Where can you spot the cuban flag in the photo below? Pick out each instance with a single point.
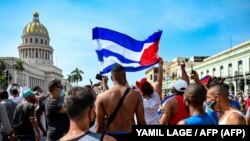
(113, 47)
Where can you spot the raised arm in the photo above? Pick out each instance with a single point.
(158, 86)
(184, 73)
(105, 83)
(100, 115)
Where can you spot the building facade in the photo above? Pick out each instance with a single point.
(232, 64)
(37, 54)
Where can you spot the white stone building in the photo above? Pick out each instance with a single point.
(37, 54)
(232, 64)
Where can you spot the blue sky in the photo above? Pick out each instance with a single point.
(190, 27)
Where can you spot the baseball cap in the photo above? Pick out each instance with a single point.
(28, 92)
(180, 85)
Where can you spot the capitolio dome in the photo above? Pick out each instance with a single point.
(35, 27)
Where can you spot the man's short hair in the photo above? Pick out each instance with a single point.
(117, 68)
(4, 94)
(197, 93)
(78, 100)
(54, 83)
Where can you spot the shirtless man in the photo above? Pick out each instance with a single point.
(217, 97)
(106, 102)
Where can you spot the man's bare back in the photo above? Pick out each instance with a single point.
(106, 103)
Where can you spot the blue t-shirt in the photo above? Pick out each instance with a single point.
(203, 119)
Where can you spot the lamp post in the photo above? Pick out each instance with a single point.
(236, 78)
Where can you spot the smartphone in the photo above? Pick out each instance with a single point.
(98, 77)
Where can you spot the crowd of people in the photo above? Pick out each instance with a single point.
(86, 113)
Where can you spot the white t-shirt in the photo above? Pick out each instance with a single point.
(151, 107)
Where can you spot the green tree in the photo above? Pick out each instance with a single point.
(77, 75)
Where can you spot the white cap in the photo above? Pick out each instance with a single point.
(180, 85)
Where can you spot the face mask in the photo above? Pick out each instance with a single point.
(92, 122)
(62, 94)
(211, 104)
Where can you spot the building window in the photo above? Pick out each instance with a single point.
(214, 71)
(230, 70)
(221, 71)
(240, 68)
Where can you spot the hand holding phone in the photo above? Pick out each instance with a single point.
(98, 77)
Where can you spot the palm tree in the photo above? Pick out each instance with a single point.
(19, 67)
(77, 75)
(70, 79)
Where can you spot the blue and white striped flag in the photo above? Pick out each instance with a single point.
(114, 47)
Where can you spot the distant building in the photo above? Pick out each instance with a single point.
(37, 54)
(232, 64)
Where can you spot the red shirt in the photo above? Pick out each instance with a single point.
(181, 111)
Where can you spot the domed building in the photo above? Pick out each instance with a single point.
(37, 54)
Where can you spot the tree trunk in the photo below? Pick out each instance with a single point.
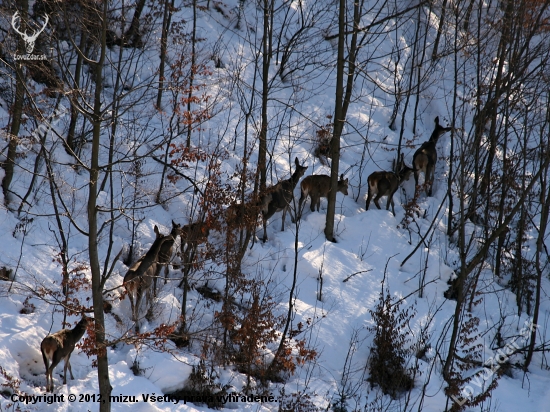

▶ Stated exercise:
Return each item above verbatim, leaving out the pictures.

▶ Answer to the exercise:
Where can you spot the cuban flag in the photo below? Pick out each instance with a single point.
(113, 47)
Where can you spot the raised arm in the photo above? Pick out each instance with a single point.
(158, 86)
(184, 73)
(105, 83)
(100, 115)
Where can you spot the building facade in the photo above? Pick out each instance with a single point.
(232, 64)
(37, 54)
Where can you spot the white stone building in the photo above? Pick out each instance with a single point.
(37, 54)
(232, 64)
Where can you spot the blue sky in the photo above? Pick out each instance with a single point.
(190, 27)
Where can you spot the baseball cap in the photo above? Pick out each instance with a single point.
(28, 92)
(180, 85)
Where can you spot the capitolio dome in the photo above? Pick out each instance with a single point.
(35, 27)
Where can you spot the man's short hair in the photo above? Pick out each instance with a single point.
(117, 68)
(4, 94)
(197, 93)
(78, 100)
(54, 83)
Where can you spot the shirtless man in the photo above? Pick out each instance with a single point.
(217, 97)
(106, 102)
Where can you spot the man's bare back in the photo above? Pick out each instance with a single point.
(106, 103)
Where can you spot the blue t-shirt in the photo above? Pick out each instance with a single point.
(203, 119)
Where can you spot the lamp post in the photo above? Pick out each instance with a single point.
(236, 78)
Where can you spot the smartphone in the photo above? Pick out each instance with a single point.
(98, 77)
Where can you spot the crowd of people in the photo above? Pick out each instance with a single point.
(86, 113)
Where can you spot the white t-shirt in the photo above? Pick out each instance with a single point.
(151, 107)
Where can you spot the green tree in the photo above? Pick out each instance with a single point.
(77, 75)
Where can you spot the white cap in the photo above? Pick out each instance with a single point.
(180, 85)
Where can you spot the face mask in the photo above? Pick out each instance with a single point.
(92, 122)
(62, 94)
(211, 104)
Where can you spot the building window in the photo above? Pick out each instance with a single point.
(214, 71)
(230, 70)
(221, 71)
(240, 68)
Where can you spot the hand holding phone in the photo above? Pick out each instance with a single point.
(98, 77)
Where can you spot the palm tree in the photo above? Pick out each instance with a single point.
(19, 67)
(77, 75)
(70, 79)
Where can you spot the blue and white striped flag in the photo above? Pick out each instance with a single point.
(114, 47)
Where can you spot the distant building in the photo above? Pick out each instance with a single point.
(37, 54)
(232, 64)
Where can you spot the red shirt in the photo above? Pick out each instance with a single point.
(181, 111)
Where can you spot the domed building in the photo above? Pick out each instance with a single point.
(37, 54)
Where can you spot the tree trunk in the photo below? Pick out each instance with a single point.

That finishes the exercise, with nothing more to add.